> [JOB] Report every line below that contains the string "window" by copying each such line in full. A match counts only when its case agrees.

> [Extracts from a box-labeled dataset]
——

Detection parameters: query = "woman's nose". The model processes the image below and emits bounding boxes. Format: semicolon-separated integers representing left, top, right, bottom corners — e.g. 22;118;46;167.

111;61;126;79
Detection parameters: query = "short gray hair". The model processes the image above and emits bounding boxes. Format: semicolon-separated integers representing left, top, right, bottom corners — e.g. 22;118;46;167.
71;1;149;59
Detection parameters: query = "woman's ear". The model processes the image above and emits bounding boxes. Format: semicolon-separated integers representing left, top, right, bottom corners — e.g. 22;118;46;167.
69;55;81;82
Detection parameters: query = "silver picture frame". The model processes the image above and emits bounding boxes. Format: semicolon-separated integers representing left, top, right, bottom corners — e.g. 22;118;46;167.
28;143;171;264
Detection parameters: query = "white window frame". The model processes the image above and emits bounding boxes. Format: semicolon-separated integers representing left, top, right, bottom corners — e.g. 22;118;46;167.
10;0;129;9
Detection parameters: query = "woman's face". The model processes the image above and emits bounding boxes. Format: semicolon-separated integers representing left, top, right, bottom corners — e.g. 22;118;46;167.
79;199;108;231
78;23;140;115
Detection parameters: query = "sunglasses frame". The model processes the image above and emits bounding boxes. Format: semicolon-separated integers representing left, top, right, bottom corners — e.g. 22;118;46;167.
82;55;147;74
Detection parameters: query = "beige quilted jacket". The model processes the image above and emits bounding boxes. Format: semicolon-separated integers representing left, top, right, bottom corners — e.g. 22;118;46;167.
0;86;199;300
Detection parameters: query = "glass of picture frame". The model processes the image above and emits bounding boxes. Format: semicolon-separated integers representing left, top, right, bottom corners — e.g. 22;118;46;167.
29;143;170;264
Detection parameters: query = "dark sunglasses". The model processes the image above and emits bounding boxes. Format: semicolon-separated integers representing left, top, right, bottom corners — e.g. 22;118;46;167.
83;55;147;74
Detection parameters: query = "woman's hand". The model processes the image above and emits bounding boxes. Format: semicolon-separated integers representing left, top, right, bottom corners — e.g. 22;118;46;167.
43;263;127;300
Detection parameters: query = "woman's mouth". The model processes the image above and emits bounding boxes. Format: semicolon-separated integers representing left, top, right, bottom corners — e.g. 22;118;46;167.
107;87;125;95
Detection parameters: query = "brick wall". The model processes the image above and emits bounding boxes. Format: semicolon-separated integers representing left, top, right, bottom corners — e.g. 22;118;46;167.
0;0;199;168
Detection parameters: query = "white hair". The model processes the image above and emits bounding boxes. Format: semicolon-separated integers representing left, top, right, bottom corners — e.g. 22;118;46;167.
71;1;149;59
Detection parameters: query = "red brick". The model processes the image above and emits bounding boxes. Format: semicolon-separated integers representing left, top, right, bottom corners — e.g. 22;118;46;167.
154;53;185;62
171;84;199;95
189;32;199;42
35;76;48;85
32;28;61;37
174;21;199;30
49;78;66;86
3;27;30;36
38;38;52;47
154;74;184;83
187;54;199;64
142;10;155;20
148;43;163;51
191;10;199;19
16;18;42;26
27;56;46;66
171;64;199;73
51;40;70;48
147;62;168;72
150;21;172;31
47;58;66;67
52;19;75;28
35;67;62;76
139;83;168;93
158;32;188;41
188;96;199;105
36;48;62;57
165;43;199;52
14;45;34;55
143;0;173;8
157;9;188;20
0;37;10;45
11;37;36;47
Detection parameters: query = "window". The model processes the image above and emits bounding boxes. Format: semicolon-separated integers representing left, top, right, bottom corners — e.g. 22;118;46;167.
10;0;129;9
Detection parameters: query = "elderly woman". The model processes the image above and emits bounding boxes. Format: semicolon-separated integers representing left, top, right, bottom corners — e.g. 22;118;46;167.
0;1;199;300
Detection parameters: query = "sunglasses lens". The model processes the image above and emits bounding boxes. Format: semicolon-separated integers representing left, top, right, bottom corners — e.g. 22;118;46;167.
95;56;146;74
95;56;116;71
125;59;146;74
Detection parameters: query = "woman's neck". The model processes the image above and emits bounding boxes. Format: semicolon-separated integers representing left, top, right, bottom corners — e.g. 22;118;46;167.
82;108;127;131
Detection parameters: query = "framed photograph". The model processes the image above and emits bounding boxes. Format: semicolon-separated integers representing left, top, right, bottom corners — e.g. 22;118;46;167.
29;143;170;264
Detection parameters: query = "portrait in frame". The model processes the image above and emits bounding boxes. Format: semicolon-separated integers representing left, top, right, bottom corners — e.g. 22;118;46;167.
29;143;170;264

——

> [RESULT OF THE EXERCISE]
Detection parameters: query = "white window frame". The model processes the image above and emits bounding boxes. Format: semicolon-separated integers representing left, top, right, bottom corners — e.g. 22;118;46;167.
Detection parameters: query = "window". The model processes the image above and emits bounding boxes. Format: semicolon-separated integers representing left, top, right, bottom corners — e.g. 22;118;46;167.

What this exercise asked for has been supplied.